Exact copies of the lines from the line containing "For each dense" through the last line of the entries below are the whole answer.

EXTRACTED MATERIAL Start Marker

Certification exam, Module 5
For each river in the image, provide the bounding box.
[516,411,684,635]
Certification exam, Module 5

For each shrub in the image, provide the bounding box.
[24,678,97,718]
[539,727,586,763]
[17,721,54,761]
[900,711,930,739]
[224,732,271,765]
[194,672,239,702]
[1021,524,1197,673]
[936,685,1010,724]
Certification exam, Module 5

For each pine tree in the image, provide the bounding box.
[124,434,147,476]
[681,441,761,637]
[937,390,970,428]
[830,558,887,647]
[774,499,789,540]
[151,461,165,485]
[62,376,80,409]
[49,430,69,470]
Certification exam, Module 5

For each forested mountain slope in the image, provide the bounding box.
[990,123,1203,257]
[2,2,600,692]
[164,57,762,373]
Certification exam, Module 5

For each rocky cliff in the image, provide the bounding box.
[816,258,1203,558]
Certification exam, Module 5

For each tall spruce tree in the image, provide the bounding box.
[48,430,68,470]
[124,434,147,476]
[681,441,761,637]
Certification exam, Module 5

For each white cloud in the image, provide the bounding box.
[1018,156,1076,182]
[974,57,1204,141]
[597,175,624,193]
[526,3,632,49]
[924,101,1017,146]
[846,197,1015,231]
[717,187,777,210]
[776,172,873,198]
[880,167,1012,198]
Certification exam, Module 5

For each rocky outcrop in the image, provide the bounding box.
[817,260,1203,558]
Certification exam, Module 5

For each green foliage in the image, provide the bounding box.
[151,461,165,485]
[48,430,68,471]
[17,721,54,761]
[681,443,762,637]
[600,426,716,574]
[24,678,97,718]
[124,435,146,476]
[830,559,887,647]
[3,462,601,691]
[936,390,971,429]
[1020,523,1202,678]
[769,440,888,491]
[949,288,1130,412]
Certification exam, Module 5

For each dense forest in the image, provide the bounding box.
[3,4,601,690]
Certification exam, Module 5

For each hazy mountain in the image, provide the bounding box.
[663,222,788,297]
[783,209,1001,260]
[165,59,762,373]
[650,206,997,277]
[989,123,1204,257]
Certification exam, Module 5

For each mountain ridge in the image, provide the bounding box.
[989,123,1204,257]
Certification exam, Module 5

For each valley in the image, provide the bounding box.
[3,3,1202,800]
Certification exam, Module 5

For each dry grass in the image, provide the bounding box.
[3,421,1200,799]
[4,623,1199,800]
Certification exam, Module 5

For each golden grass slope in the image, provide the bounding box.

EXTRACTED MATERIAL End Marker

**EXERCISE OUTPUT:**
For each dense forest in the image, provide the bounding box.
[3,4,601,690]
Certification exam, Module 5

For each hazy mountain in the image, provide the bounding box.
[663,222,788,297]
[783,209,1001,260]
[165,59,762,373]
[650,206,997,277]
[989,123,1204,257]
Certification exam, Module 5

For each mountain ridge in the image, provide the bounding box.
[989,123,1204,257]
Certification exam, Module 5

For each valley in the image, provide the bounding box.
[3,3,1202,800]
Certification exam, Module 5

For each dry grass in the image, provide the bounding box.
[3,421,1200,799]
[4,623,1199,800]
Certification exam, Module 5

For each golden grass slope in the image, provide the bounding box.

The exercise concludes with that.